[Records pointing to named objects]
++++++++++

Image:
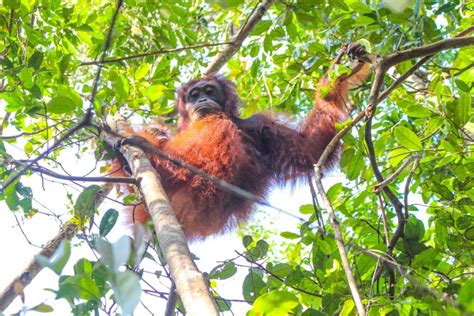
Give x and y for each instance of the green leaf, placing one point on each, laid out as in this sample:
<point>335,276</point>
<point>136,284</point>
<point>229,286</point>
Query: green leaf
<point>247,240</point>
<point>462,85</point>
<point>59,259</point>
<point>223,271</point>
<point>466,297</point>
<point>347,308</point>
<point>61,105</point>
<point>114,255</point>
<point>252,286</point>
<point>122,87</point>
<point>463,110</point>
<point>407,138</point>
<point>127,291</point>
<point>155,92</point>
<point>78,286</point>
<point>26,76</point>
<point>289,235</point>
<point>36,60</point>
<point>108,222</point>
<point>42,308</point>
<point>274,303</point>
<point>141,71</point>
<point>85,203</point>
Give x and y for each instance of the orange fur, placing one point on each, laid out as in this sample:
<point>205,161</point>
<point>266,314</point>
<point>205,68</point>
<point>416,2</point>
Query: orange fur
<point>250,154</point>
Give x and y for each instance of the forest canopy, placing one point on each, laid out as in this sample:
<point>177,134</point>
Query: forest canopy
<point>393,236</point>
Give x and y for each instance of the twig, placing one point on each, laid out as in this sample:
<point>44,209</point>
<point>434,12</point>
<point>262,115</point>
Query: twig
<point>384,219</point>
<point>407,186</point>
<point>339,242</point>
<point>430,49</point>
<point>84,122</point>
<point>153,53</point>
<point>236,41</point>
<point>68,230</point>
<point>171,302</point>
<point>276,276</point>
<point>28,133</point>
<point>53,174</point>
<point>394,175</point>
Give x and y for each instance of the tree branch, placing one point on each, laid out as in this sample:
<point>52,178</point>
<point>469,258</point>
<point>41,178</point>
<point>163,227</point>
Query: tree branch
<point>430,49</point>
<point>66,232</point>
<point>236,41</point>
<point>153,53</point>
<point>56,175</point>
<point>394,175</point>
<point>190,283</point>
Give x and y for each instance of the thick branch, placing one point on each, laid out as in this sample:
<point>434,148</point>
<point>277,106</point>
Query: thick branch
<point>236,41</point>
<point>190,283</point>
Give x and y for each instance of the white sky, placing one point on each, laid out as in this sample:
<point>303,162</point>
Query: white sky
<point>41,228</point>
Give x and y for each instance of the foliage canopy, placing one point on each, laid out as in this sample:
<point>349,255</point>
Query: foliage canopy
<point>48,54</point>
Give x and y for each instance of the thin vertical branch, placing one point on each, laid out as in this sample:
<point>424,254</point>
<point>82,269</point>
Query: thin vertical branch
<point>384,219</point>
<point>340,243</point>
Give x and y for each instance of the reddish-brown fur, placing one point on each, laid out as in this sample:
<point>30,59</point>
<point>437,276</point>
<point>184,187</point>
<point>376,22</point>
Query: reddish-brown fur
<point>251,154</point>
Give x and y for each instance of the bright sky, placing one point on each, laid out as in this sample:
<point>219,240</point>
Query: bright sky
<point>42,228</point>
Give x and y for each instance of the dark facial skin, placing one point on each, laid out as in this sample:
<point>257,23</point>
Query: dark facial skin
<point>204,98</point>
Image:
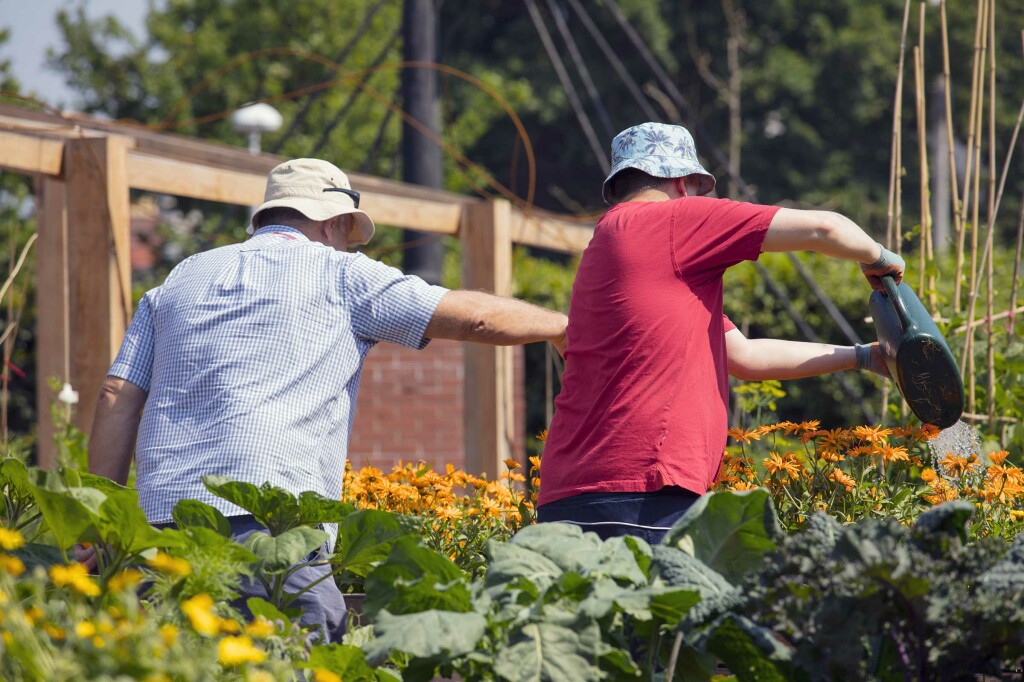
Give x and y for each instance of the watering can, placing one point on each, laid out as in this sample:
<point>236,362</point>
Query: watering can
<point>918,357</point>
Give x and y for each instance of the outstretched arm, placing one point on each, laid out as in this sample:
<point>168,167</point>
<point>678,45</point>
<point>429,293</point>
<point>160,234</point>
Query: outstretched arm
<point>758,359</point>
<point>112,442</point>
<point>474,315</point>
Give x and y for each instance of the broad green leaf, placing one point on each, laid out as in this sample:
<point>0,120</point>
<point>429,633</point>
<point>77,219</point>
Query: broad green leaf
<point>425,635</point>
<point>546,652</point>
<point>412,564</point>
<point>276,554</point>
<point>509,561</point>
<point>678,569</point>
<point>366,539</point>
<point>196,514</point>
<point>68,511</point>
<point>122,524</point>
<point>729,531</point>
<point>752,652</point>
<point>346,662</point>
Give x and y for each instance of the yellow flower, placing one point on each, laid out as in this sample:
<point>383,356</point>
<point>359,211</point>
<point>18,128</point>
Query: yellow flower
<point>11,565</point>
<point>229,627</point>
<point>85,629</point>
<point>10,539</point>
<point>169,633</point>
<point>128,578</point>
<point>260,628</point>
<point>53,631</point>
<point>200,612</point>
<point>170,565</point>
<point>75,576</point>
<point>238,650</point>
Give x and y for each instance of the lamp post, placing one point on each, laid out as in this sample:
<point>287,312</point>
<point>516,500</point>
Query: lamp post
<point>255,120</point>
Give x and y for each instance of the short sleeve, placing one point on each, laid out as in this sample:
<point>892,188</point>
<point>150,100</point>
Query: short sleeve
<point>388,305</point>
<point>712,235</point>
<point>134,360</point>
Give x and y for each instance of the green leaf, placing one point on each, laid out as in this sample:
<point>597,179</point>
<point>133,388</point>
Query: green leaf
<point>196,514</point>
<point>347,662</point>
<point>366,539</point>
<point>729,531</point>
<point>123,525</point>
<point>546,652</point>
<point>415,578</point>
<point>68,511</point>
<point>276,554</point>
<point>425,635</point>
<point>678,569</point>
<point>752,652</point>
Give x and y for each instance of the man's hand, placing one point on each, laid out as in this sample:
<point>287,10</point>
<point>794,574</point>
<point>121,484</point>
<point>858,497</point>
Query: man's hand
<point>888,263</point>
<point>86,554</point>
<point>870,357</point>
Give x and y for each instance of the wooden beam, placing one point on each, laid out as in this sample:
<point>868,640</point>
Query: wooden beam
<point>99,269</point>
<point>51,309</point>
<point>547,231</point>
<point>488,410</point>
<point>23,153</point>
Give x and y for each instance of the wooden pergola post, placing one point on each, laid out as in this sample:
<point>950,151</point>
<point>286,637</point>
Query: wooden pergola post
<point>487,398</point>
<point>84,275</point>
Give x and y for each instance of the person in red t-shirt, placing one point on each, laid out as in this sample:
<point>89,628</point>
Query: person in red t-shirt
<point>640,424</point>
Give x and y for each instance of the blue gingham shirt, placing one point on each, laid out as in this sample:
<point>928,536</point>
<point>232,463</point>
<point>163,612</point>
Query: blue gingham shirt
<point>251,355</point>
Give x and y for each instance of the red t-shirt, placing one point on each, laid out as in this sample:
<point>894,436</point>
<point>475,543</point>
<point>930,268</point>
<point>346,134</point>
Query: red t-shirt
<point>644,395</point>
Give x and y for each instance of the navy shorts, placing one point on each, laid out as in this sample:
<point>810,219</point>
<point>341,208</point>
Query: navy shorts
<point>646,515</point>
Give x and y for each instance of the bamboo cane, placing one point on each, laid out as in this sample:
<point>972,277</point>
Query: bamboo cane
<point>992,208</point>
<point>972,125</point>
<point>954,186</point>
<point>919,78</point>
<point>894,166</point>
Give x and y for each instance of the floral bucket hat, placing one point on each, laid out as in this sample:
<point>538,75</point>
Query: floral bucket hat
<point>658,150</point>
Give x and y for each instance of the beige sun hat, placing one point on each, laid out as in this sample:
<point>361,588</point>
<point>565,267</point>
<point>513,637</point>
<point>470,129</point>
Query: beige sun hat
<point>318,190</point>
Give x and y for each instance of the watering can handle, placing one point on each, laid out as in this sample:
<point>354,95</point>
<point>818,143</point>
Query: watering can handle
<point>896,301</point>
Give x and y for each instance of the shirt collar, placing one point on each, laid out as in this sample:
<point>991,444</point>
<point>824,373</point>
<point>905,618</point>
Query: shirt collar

++++++++++

## Goal
Reproduce verbatim the stretch of lines from the one containing "Give x and y for each instance of the outstretched" through the one containing "<point>474,315</point>".

## Result of the task
Give x and y for each instance of the outstretched arm, placing one point on each, laid out as in this sample:
<point>168,167</point>
<point>678,45</point>
<point>429,293</point>
<point>160,234</point>
Query: outstretched arm
<point>758,359</point>
<point>112,442</point>
<point>474,315</point>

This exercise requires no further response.